» **TASK REQUIREMENTS**
A: In the article on the ringgit's slide, restate the paragraph beginning "The currency is the first in Asia" in a single shorter sentence, keeping its main facts.
B: Extend the article on the ringgit's slide to 1998 lows, picking up after its final sentence.

-- start of EXTRACT PROVIDED --

Investors march out of Malaysia, bring ringgit to 1998 lows

SINGAPORE: Malaysia's ringgit is trading at lows not seen since the Asian Financial Crisis as outflows, foreign currency hoarding and a strong dollar pile on pressure.

The currency is the first in Asia to break below October 2023 levels on the dollar. It touched 4.801 to the dollar on Wednesday, its weakest since January 1998.

Receding bets on U.S. interest rate cuts are also driving the gap between 10-year U.S. and Malaysian rates back toward October's 16-year wides in favour of U.S. yields.


The weakness defies steadiness in oil prices - a Malaysian export - and prospects of recovery in electronics exports. It shows investors have little appetite for Malaysian assets.

-- end of EXTRACT PROVIDED --
-- start of INFORMATION SUPPLIED --

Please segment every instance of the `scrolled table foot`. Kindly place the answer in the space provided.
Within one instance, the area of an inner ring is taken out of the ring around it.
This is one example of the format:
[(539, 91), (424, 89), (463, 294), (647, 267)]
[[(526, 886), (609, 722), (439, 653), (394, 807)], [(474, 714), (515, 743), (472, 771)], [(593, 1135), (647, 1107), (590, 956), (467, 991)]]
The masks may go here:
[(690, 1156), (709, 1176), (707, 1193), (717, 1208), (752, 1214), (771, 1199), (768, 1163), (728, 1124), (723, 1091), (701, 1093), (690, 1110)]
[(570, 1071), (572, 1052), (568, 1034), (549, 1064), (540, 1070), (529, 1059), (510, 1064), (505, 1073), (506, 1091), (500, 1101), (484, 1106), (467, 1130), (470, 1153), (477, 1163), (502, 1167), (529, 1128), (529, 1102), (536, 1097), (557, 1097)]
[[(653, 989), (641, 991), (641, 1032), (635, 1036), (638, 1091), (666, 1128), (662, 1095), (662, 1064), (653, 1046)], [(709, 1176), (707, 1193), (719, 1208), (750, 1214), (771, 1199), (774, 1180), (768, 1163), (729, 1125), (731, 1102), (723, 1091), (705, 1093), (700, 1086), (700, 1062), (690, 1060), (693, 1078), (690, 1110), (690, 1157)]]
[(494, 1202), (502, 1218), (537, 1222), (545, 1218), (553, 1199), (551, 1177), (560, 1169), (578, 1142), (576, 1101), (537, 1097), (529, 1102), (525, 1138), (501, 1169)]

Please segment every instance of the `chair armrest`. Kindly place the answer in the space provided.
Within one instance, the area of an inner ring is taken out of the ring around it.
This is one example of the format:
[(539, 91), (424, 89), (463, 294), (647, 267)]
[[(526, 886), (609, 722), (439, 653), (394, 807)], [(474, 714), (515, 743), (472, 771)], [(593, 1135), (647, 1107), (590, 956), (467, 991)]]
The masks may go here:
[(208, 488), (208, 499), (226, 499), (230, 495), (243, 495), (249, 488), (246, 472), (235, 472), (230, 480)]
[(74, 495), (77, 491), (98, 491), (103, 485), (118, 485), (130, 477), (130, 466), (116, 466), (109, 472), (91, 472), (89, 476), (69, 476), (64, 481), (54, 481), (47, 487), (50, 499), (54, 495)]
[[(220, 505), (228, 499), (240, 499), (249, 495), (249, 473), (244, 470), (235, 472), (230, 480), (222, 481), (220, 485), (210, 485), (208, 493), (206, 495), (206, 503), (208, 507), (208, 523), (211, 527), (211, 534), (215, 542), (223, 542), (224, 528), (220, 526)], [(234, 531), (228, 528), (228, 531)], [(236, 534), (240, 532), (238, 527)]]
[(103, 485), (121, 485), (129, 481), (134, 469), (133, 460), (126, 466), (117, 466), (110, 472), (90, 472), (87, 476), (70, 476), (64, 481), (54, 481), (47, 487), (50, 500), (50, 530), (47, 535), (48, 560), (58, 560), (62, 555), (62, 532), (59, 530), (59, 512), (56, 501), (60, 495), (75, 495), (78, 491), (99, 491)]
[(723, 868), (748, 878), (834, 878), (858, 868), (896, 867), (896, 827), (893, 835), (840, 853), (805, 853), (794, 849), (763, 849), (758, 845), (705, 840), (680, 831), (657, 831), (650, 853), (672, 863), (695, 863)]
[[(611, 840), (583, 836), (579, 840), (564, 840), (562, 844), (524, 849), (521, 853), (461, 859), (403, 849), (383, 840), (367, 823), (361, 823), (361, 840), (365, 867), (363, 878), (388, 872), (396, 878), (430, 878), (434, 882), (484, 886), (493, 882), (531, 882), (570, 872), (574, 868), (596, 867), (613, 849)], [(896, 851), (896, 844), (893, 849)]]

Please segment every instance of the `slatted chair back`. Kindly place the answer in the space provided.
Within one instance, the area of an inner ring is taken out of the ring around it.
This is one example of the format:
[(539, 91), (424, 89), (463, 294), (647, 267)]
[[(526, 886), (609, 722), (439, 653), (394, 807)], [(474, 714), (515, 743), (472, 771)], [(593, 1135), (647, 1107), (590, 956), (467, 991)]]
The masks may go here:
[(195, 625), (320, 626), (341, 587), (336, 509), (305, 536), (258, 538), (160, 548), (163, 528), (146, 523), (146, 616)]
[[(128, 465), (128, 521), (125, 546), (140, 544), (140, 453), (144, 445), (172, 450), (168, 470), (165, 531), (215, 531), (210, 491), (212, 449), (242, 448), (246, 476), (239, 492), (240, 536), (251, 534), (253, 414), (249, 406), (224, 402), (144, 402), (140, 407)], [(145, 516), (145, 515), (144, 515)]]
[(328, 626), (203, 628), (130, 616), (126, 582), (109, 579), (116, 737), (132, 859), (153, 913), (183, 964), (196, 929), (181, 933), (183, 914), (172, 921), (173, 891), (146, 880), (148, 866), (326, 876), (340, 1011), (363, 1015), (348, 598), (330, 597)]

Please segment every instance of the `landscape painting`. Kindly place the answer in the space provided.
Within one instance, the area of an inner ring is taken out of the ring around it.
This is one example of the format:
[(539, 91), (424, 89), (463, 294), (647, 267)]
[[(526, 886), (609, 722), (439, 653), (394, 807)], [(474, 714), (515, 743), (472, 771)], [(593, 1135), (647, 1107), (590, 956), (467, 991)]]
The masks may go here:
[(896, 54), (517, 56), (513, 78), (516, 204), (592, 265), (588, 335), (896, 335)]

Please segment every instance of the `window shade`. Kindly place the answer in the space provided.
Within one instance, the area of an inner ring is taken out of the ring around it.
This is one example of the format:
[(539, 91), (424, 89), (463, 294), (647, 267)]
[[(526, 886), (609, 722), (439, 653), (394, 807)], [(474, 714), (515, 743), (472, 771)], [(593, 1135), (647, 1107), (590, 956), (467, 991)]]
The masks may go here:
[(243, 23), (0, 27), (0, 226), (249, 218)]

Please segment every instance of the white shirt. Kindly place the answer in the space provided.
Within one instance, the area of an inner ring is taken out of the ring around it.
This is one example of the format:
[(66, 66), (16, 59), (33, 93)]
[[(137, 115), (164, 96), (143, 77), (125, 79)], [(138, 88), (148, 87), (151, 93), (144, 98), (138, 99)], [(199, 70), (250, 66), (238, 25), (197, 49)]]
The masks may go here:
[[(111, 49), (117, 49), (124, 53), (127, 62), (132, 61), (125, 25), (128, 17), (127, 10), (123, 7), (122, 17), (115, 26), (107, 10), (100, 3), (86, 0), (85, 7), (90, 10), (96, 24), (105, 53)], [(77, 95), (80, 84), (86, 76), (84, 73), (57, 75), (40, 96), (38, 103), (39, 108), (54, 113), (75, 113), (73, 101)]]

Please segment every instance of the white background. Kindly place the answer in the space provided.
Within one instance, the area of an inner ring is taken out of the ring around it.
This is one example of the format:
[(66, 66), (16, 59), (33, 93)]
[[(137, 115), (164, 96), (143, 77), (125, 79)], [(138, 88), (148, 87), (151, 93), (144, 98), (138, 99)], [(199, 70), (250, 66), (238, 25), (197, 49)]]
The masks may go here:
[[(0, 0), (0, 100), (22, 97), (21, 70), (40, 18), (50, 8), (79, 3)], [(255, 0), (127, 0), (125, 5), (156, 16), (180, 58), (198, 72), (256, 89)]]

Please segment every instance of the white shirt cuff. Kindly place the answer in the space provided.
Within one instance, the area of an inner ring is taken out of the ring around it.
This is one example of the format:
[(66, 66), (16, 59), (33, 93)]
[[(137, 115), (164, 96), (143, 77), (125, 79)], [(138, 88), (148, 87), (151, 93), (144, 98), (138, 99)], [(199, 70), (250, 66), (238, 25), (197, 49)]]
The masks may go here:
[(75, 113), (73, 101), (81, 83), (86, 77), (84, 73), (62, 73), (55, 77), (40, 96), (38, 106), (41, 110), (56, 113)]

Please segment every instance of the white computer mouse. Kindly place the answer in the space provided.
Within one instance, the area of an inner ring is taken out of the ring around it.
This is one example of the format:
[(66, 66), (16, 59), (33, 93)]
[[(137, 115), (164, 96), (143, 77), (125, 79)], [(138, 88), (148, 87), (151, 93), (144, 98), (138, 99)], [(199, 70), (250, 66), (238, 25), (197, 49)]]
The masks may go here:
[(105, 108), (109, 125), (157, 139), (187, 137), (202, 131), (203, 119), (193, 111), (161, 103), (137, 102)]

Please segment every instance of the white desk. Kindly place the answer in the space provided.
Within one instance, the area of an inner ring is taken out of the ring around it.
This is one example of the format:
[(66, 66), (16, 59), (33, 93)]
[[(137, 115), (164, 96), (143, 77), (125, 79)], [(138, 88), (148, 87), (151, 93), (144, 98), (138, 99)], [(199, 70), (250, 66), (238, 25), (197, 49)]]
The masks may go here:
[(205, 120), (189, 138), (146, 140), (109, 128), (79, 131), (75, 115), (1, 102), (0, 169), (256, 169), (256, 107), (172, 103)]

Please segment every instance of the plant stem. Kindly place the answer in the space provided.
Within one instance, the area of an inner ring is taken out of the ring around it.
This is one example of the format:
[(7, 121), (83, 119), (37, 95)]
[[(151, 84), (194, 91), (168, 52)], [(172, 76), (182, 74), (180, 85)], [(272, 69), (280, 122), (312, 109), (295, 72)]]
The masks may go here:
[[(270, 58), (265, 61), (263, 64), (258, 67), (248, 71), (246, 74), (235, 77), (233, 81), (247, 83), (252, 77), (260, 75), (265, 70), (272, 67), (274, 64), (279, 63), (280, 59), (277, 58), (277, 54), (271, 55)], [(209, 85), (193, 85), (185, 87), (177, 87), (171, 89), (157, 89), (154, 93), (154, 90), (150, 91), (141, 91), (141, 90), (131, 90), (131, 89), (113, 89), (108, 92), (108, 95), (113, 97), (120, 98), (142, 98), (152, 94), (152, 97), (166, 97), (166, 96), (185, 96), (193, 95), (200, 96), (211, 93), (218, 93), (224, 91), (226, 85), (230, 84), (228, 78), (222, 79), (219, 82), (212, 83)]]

-- end of INFORMATION SUPPLIED --

» **ANSWERS TO THE EXERCISES**
A: The ringgit is the first Asian currency to fall below its October 2023 level against the dollar, reaching 4.801 per dollar on Wednesday, its weakest since January 1998.

B:
"Weakness cannot really be blamed on speculative flows since this has already largely been curbed since a policy ban on ringgit offshore trading since 2016," said Rong Ren Goh, fixed income investments director at Eastspring Investments in Singapore. "Weakness is driven by real flows."


** Malaysia's trade surplus narrowed to 10.12 billion ringgit in January, with imports growing faster than exports.

** Portfolio flows have been negative for much of the past decade, hitting 50.6 billion ringgit ($10.6 billion) in 2022 -- the largest since 2008 -- and 45.7 billion ringgit last year.

** Since loosening requirements on exporters' FX conversion in 2021, businesses' foreign currency deposits have surged nearly 70% to hit a record 138.4 billion ringgit in Dec. 2023, according to central bank statistics.

** The FX market is short ringgit, according to Reuters' polling, though not at stretched levels.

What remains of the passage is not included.